---------- Entries supplied

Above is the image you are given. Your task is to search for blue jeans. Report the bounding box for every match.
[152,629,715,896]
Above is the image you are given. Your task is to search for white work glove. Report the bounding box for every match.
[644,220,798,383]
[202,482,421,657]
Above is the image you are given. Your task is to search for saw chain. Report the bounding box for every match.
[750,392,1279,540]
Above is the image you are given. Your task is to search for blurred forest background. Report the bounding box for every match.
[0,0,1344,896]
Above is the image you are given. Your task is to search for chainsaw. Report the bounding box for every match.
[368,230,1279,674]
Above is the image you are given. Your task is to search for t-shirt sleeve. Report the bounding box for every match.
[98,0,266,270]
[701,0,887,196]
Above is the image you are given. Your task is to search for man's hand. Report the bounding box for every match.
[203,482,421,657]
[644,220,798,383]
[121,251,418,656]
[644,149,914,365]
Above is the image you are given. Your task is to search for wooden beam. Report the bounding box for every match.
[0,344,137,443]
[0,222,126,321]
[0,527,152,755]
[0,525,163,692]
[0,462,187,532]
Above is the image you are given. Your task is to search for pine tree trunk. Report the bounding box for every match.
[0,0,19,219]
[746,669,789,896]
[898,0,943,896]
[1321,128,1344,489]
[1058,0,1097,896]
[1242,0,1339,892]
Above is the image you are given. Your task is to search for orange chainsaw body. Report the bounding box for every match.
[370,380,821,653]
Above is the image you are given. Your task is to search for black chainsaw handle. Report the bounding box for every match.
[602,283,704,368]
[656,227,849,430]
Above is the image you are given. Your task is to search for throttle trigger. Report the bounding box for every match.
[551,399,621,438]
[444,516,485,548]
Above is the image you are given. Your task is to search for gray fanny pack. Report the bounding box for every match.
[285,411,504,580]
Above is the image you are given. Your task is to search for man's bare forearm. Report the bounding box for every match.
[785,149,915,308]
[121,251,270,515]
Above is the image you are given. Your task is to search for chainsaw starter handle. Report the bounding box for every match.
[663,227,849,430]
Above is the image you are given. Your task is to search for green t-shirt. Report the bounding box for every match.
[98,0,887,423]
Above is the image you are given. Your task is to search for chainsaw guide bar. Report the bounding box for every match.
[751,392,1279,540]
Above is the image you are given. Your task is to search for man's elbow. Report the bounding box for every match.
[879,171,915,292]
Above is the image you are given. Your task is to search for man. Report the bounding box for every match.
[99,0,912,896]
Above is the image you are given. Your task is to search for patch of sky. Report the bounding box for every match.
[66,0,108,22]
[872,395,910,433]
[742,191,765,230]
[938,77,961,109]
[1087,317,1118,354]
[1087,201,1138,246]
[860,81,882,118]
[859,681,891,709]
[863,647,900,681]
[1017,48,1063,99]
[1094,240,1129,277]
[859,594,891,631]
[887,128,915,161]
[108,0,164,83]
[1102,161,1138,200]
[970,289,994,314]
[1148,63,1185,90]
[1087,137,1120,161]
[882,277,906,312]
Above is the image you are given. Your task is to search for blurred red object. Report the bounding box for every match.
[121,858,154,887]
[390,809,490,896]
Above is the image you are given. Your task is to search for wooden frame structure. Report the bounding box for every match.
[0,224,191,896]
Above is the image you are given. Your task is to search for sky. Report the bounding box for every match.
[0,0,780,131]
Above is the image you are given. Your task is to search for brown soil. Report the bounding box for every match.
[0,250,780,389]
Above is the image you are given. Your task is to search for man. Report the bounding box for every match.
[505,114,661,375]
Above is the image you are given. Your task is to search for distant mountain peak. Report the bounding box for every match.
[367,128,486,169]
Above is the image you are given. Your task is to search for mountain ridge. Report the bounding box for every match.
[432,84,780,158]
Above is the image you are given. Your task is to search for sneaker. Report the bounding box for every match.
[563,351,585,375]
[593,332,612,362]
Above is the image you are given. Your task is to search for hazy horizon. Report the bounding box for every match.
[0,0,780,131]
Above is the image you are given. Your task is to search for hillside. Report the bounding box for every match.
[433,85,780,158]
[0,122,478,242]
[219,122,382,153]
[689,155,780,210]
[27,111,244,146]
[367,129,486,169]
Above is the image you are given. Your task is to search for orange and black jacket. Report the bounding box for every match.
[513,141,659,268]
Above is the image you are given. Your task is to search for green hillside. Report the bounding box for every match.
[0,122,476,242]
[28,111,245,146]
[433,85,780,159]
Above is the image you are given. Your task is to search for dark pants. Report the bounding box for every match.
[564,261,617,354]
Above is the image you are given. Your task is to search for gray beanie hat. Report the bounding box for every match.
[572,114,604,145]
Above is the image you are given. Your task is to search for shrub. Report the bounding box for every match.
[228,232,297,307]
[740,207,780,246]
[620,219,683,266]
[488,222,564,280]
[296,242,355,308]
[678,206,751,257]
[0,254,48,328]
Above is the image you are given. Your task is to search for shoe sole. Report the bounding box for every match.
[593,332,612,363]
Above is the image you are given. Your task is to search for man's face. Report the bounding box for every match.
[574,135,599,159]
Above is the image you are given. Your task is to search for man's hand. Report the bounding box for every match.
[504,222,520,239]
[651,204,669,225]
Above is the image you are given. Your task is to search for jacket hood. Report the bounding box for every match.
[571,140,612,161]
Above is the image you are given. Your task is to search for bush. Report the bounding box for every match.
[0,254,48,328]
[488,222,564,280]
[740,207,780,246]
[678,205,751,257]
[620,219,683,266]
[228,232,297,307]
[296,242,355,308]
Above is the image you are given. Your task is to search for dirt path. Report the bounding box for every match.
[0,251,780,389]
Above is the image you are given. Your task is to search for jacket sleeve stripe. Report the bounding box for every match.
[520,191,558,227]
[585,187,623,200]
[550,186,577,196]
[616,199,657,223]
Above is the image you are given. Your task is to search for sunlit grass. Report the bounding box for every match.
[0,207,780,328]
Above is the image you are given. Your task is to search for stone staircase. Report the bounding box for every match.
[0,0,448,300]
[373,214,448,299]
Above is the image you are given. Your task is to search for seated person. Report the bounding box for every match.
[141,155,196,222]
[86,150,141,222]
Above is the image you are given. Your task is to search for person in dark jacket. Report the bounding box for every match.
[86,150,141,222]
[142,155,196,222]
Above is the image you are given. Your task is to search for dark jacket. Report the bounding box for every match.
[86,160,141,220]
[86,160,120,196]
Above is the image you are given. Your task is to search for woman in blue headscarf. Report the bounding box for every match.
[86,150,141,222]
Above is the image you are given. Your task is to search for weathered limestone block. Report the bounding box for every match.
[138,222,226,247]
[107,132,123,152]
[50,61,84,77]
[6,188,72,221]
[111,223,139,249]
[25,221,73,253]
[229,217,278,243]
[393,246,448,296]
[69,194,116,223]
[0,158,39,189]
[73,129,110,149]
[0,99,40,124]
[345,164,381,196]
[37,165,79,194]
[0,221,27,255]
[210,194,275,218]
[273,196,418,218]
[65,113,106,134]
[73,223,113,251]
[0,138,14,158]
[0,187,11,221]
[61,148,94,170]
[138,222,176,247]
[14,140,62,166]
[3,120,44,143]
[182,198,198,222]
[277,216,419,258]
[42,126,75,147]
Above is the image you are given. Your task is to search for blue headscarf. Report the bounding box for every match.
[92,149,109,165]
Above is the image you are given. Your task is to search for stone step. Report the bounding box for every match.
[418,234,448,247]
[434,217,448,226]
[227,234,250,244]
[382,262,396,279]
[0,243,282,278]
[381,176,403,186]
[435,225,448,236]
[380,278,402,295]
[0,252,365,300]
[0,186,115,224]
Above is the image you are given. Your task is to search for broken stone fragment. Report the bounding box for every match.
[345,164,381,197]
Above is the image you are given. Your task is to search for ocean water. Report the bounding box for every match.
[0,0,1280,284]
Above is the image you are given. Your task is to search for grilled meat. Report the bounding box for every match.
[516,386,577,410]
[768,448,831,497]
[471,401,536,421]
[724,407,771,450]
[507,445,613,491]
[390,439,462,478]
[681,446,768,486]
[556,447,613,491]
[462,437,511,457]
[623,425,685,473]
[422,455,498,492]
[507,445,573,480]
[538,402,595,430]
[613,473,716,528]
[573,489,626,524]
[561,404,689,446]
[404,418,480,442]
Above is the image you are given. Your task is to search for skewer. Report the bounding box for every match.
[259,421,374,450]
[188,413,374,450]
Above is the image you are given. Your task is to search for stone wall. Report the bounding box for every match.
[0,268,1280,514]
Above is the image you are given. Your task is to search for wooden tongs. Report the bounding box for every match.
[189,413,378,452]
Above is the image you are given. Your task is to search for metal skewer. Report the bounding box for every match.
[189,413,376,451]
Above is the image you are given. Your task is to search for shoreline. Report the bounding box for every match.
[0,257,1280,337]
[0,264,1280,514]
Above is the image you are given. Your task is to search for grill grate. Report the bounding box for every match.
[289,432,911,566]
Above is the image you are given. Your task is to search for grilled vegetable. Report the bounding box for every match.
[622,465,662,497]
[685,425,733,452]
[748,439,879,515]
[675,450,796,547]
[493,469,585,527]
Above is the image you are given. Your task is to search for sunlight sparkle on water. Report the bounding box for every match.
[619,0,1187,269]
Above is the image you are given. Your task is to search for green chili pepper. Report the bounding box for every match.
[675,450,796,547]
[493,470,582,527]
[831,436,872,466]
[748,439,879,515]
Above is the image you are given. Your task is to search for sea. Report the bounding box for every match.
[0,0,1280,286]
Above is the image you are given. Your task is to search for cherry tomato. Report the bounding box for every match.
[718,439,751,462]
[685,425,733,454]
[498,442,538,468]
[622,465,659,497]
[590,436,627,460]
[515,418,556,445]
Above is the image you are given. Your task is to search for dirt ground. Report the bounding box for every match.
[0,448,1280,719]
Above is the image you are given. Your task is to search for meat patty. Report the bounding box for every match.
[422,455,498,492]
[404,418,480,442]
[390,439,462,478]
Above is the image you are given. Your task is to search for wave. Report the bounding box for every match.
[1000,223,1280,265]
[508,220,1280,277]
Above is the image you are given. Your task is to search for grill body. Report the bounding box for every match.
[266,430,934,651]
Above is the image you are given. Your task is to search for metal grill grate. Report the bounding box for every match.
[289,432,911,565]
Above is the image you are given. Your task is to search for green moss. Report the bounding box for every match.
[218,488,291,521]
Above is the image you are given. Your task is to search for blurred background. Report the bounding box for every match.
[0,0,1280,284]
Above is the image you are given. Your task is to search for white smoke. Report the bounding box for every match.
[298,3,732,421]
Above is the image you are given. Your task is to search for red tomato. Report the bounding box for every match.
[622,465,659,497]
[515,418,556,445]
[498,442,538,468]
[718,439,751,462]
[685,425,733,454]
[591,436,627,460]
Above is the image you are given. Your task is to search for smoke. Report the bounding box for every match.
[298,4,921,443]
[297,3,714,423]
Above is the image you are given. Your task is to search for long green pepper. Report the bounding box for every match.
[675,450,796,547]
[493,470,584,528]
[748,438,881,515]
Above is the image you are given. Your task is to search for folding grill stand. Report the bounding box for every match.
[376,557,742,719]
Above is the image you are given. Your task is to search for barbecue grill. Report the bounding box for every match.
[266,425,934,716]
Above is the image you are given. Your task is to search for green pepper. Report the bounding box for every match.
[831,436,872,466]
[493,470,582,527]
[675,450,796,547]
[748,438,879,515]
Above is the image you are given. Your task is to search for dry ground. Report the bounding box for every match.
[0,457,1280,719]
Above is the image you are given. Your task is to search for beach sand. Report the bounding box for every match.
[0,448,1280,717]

--------------------

Locate each row above that contains the word "white", and copy every such row in full. Treat uppercase and lowercase letters as different.

(Output below)
Above is the image you are given. Your task is to search for white work glove. Report the bounding box for every match.
Above is the image you are given. Your task is to search for white smoke. Report the bounding box for every match.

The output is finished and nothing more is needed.